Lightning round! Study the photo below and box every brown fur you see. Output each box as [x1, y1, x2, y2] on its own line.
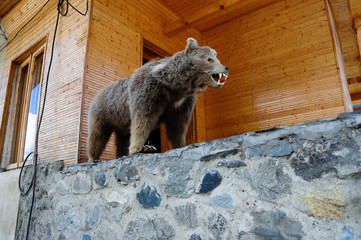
[88, 38, 228, 161]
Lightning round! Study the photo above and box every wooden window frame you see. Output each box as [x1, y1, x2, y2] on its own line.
[0, 39, 47, 170]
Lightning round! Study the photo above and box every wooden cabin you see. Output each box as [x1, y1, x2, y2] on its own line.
[0, 0, 361, 169]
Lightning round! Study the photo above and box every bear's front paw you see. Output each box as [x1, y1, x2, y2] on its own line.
[129, 145, 157, 155]
[88, 157, 100, 163]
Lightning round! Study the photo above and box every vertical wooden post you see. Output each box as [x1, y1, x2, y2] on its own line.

**EXERCISE AIM**
Reproduce every entry above word for word, omitting the pictures.

**SOLUTION TO THE EXERCISE**
Lightning round! Study the photo below and box every brown fur you see. Output each box as [x1, y1, x2, y2] on its own line.
[88, 38, 228, 161]
Lightning round! Study the photo above and box every wooden window frame you see. Output each box as [x1, y1, x2, y2] on its own line.
[0, 39, 47, 170]
Lightning round! Study the photo above and box every wooden cabin you see. Output each box as [x1, y1, x2, y2] on its own line.
[0, 0, 361, 169]
Lightning round! Study the photo above and box every bear's front paw you see. Output each box as [x1, y1, x2, y2] on its own line.
[129, 145, 157, 155]
[88, 157, 100, 163]
Lightning round! Study the photo above and box every vertical wooden post you see. Output each box as [x1, y1, x2, y2] on its own line.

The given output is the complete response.